● PROBLEM DESCRIPTION: Carry on writing the blog post about not minding what other people think of you, starting right after its last sentence.

52 Thoughts | None of My Business
/Lately I’ve been ruminating on an incredibly powerful idea: It’s none of your business what other people think of you.
A year ago (or even six months ago) I wouldn’t have been able to embrace this. I do care what people think of me. Or I did. I’m still vacillating between caring and not caring. But this concept has been knocking on my door for a while and I’ve been seeing signs to embrace it. The first time I saw it was in a celebrity interview in a glossy magazine. Yeah right, I thought to myself. Pass. Moving right along.
Then while reading Big Magic, I saw it again. It’s none of your business what other people think of you. In this context it made a lot more sense. Big Magic is all about embracing your creativity. About enjoying being creative. And if there’s anything I see myself as, it’s a creative person.

(Excerpts from point annotation data)
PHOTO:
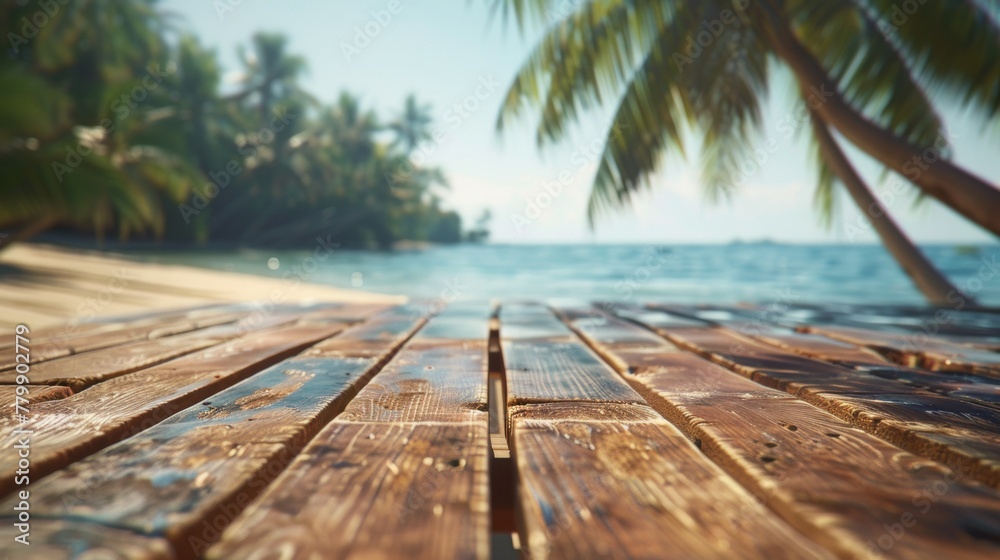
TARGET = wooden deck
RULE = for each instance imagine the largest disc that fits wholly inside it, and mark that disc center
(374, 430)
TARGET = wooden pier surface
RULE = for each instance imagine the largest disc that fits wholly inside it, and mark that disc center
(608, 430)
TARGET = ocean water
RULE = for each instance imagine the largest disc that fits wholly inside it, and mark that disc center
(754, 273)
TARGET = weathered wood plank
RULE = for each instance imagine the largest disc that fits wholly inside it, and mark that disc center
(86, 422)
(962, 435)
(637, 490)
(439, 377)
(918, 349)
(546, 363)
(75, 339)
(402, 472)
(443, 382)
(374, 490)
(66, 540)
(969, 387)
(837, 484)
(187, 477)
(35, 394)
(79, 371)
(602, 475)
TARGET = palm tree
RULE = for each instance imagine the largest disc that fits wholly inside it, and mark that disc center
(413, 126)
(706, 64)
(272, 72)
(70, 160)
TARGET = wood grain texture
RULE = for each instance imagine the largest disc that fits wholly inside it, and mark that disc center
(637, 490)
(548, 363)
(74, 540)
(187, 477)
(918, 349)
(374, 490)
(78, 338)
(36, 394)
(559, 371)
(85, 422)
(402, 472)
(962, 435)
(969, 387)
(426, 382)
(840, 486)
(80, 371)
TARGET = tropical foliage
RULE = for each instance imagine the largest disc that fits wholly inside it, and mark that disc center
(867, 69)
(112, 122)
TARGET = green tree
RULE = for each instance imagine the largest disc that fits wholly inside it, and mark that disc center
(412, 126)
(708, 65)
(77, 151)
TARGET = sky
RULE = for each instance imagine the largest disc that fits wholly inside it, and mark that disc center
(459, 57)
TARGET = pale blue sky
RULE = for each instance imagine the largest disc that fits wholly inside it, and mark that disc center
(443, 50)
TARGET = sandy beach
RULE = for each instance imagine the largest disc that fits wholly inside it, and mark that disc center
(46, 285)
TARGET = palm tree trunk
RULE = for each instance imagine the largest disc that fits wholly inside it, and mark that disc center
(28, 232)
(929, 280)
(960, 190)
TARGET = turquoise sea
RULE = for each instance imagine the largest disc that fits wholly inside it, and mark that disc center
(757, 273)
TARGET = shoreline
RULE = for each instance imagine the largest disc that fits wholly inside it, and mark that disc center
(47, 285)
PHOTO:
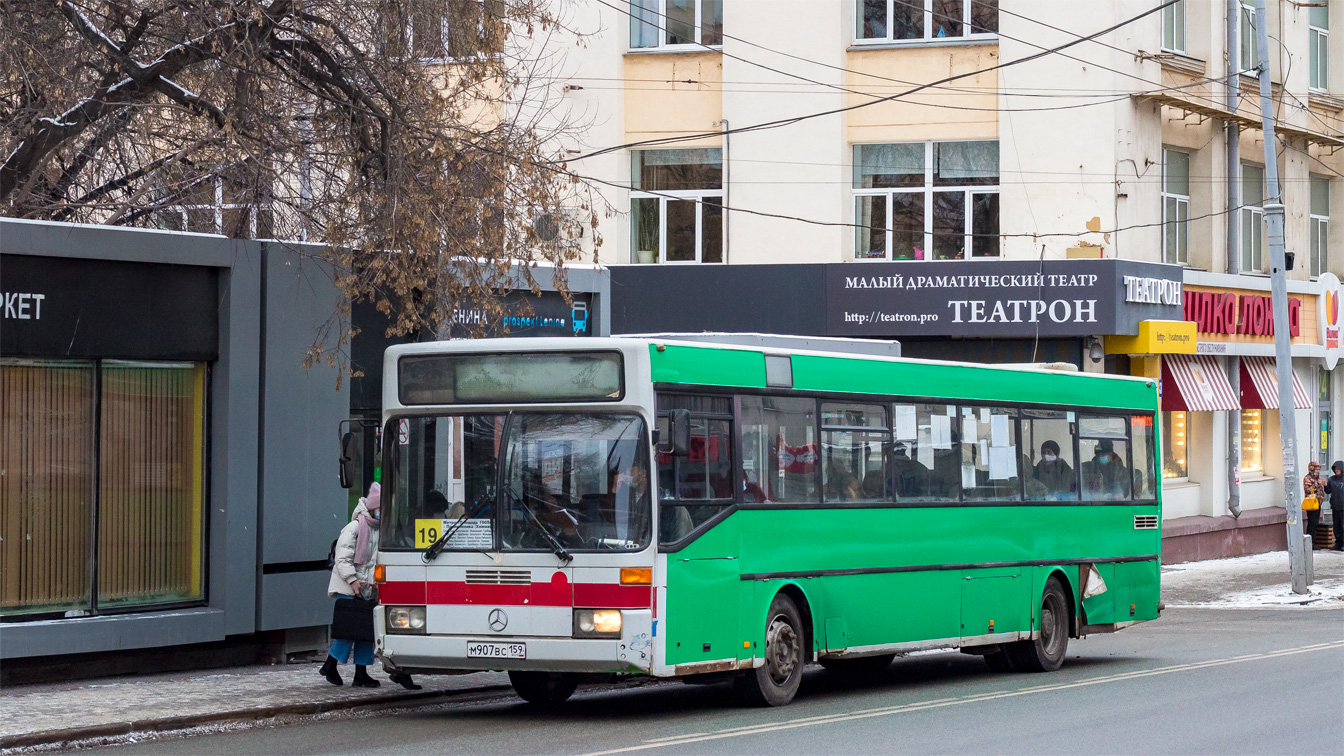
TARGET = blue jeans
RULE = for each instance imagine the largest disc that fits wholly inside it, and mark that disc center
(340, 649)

● FINAL ANSWER:
I’ve noticed something lately - I’m really hesitant to share anything online. I sit down at my computer and start writing in a really defensive tone. I’m putting up brick walls because I’m afraid of the feedback. Guys - it sucks when people nit pick you and rip you apart! Even if you don’t know the person doing it. Even if it’s online. I feel like a scared cat trapped in a box while kids throw stones at me. Not a good feeling! So something inside me has been building a fortress around my heart which totally sounds like a line from The Bachelor, but that’s what it feels like. I’m protecting myself to the point where it’s getting in the way of being the creative person - the artist, designer, blogger, writer - that I am.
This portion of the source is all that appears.